• [TASK DETAILS]:
Recast the rows below as a numbered list with blank lines omitted. Leave the pictures out of your answer.

• [DATA EXCERPTS]:
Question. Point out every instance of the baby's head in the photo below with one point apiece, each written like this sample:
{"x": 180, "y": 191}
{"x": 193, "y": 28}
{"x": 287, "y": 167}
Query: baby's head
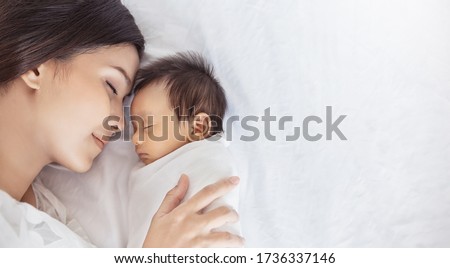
{"x": 177, "y": 100}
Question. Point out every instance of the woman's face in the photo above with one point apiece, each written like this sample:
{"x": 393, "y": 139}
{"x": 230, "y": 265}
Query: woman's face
{"x": 74, "y": 99}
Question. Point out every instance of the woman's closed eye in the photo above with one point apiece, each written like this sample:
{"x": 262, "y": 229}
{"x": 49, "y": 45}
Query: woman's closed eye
{"x": 113, "y": 89}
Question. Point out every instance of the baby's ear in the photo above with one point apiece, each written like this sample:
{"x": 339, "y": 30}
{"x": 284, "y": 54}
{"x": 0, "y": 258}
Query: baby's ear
{"x": 200, "y": 128}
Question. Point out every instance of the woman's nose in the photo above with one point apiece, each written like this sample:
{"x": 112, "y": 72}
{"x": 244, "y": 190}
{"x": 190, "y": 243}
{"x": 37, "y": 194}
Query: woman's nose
{"x": 117, "y": 110}
{"x": 137, "y": 139}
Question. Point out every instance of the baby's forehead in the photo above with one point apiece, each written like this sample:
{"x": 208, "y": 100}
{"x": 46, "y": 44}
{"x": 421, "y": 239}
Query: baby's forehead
{"x": 151, "y": 100}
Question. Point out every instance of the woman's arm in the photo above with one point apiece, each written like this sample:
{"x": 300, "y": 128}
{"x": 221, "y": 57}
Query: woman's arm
{"x": 184, "y": 225}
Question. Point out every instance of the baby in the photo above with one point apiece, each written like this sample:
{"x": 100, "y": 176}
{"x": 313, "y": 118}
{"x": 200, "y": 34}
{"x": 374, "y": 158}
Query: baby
{"x": 177, "y": 116}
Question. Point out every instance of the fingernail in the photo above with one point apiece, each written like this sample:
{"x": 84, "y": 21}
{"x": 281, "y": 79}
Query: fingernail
{"x": 234, "y": 180}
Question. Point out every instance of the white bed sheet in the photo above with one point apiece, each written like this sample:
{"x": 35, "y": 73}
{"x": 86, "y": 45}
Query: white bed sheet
{"x": 384, "y": 64}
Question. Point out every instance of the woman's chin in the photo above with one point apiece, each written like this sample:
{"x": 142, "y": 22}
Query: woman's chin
{"x": 79, "y": 165}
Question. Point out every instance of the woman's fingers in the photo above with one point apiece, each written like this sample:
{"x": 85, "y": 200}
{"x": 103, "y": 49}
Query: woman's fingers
{"x": 220, "y": 216}
{"x": 210, "y": 193}
{"x": 173, "y": 197}
{"x": 222, "y": 239}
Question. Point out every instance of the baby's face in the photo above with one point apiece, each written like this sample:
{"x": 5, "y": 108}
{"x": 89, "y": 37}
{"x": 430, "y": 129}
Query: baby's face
{"x": 157, "y": 132}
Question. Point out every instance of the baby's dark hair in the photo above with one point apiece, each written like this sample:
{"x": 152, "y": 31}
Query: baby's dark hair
{"x": 191, "y": 86}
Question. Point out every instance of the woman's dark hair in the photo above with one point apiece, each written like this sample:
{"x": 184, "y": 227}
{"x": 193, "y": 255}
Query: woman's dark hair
{"x": 35, "y": 31}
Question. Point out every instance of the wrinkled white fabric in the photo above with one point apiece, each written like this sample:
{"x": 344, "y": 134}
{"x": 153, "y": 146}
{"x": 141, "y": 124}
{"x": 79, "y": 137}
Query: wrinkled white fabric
{"x": 205, "y": 162}
{"x": 23, "y": 225}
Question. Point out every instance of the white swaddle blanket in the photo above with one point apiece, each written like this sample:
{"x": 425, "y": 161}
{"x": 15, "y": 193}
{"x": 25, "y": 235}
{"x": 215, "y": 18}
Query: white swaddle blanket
{"x": 205, "y": 162}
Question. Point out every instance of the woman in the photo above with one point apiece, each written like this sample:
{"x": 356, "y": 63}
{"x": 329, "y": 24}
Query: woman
{"x": 65, "y": 66}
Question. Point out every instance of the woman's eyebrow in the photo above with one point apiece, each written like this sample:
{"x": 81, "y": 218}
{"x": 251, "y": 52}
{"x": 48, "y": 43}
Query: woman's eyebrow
{"x": 125, "y": 75}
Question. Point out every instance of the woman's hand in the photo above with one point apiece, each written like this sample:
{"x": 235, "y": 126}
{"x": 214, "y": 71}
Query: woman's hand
{"x": 184, "y": 225}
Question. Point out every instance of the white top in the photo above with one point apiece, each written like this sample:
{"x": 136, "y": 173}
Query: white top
{"x": 205, "y": 162}
{"x": 47, "y": 225}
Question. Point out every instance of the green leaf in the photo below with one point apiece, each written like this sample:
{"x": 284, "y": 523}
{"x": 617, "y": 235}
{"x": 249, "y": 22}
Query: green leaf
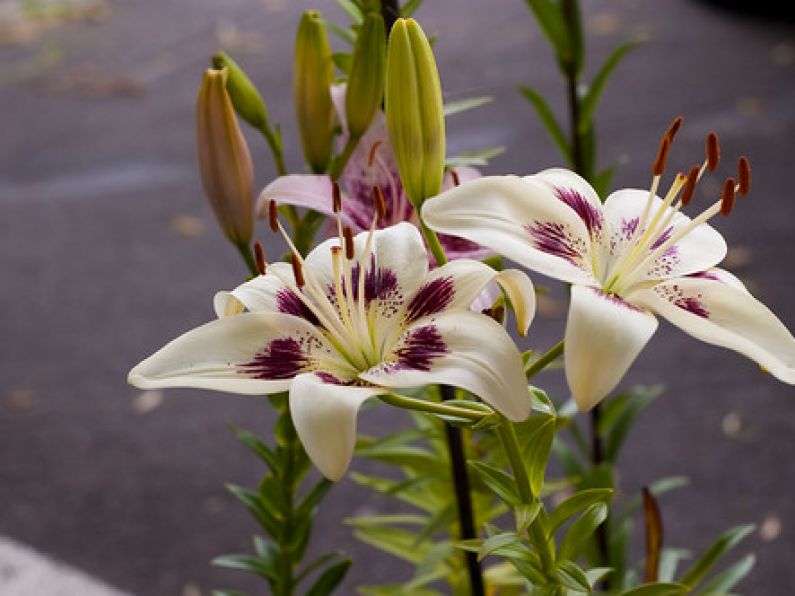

• [RESULT OF THE TASK]:
1. Question. Point out every instance of the baby's head in the photo below with one point apiece, each written like this sample:
2. {"x": 180, "y": 191}
3. {"x": 193, "y": 28}
4. {"x": 287, "y": 167}
5. Query: baby's head
6. {"x": 177, "y": 100}
7. Question. Point out every instance of the woman's face in the photo above with one point apiece, each written like this sample:
8. {"x": 393, "y": 139}
9. {"x": 230, "y": 265}
10. Query: woman's face
11. {"x": 74, "y": 99}
12. Question. Point out every instance of the woman's closed eye in the photo above with one point apiece, each written like this sample:
13. {"x": 262, "y": 229}
14. {"x": 49, "y": 45}
15. Query: woman's closed eye
16. {"x": 113, "y": 89}
17. Question. Point out every instance of the baby's ear in the photo above with one point apiece, each written like this sample:
18. {"x": 339, "y": 30}
19. {"x": 284, "y": 54}
20. {"x": 0, "y": 258}
21. Query: baby's ear
22. {"x": 200, "y": 128}
23. Question. Point out every instance of the woman's nose in the photo above with one point apiece, each written like this sample:
24. {"x": 112, "y": 72}
25. {"x": 244, "y": 190}
26. {"x": 190, "y": 243}
27. {"x": 37, "y": 194}
28. Query: woman's nose
29. {"x": 117, "y": 110}
30. {"x": 137, "y": 139}
31. Question. Point out every instance of the baby's forehead in the photo above with one point apiece, each written like this sample:
32. {"x": 208, "y": 100}
33. {"x": 46, "y": 44}
34. {"x": 421, "y": 239}
35. Query: baby's forehead
36. {"x": 151, "y": 100}
37. Question. Point out every instance of the woman's arm in the photo above with one point apiece, each written like this sample:
38. {"x": 300, "y": 128}
39. {"x": 221, "y": 57}
40. Query: woman's arm
41. {"x": 184, "y": 225}
42. Question. Point out every instance of the baby in the photo above with one point apiece, each written like this sample:
43. {"x": 100, "y": 176}
44. {"x": 313, "y": 118}
45. {"x": 200, "y": 34}
46. {"x": 374, "y": 158}
47. Query: baby
48. {"x": 177, "y": 116}
49. Question. Point out every instance of the fingernail in the photo above with one point apiece, each written like this sample:
50. {"x": 84, "y": 21}
51. {"x": 281, "y": 79}
52. Query: fingernail
53. {"x": 234, "y": 180}
54. Question. Point out every instance of the white bed sheet in the photo above with one point apiece, each written like this sample:
55. {"x": 35, "y": 73}
56. {"x": 86, "y": 45}
57. Query: white bed sheet
58. {"x": 384, "y": 64}
59. Question. Point out every instance of the woman's chin in the photo above with one point apiece, each written like this sample:
60. {"x": 142, "y": 22}
61. Query: woman's chin
62. {"x": 79, "y": 165}
63. Question. Point out every instance of the woman's fingers in the photo above with one point apiece, each written like this sample:
64. {"x": 85, "y": 200}
65. {"x": 103, "y": 49}
66. Query: woman's fingers
67. {"x": 220, "y": 216}
68. {"x": 210, "y": 193}
69. {"x": 173, "y": 197}
70. {"x": 222, "y": 239}
71. Question. Point out every instance of the baby's face in the photo above with one point apiece, each written like this sample:
72. {"x": 5, "y": 108}
73. {"x": 89, "y": 37}
74. {"x": 430, "y": 129}
75. Query: baby's face
76. {"x": 157, "y": 132}
77. Question. Point out every instance of the baby's dark hair in the photo above with one point apiece, each written like this sample:
78. {"x": 152, "y": 31}
79. Query: baby's dark hair
80. {"x": 191, "y": 86}
81. Question. Point out every instance of the woman's dark hair in the photo above with one point apiece, each written like this sample:
82. {"x": 184, "y": 227}
83. {"x": 193, "y": 255}
84. Query: woman's dark hair
85. {"x": 35, "y": 31}
86. Question. Point out every instance of the wrinkled white fabric in the photo above with one point apiece, each written like this sample:
87. {"x": 344, "y": 134}
88. {"x": 153, "y": 146}
89. {"x": 141, "y": 124}
90. {"x": 79, "y": 137}
91. Query: wrinkled white fabric
92. {"x": 205, "y": 162}
93. {"x": 23, "y": 225}
94. Question. Point out every instance of the white swaddle blanket in the photo above with one point apiece, each written like this sample:
95. {"x": 425, "y": 161}
96. {"x": 15, "y": 193}
97. {"x": 25, "y": 235}
98. {"x": 215, "y": 18}
99. Query: white swaddle blanket
100. {"x": 205, "y": 162}
101. Question. Point out every instance of the woman in the photo above with one point apiece, each written like this sample:
102. {"x": 356, "y": 63}
103. {"x": 329, "y": 24}
104. Query: woman
105. {"x": 65, "y": 66}
106. Question. Point out every instance of the woman's eyebrow in the photo above with one point apiece, each written like this sample:
107. {"x": 81, "y": 218}
108. {"x": 251, "y": 52}
109. {"x": 48, "y": 43}
110. Query: woman's eyebrow
111. {"x": 125, "y": 75}
112. Question. Point out every instance of the woman's hand in the photo above with one point apiece, each written like this sample:
113. {"x": 235, "y": 126}
114. {"x": 214, "y": 71}
115. Query: woman's hand
116. {"x": 184, "y": 225}
117. Question. Point out every instance of the white top in the photo above with one point apiece, each written like this sample:
118. {"x": 136, "y": 173}
119. Query: white top
120. {"x": 205, "y": 162}
121. {"x": 47, "y": 225}
122. Question. Point out every instance of the green leaf in the photo below with one point apiece, each written like this sample:
123. {"x": 284, "y": 523}
124. {"x": 617, "y": 235}
125. {"x": 249, "y": 22}
126. Query: green leaf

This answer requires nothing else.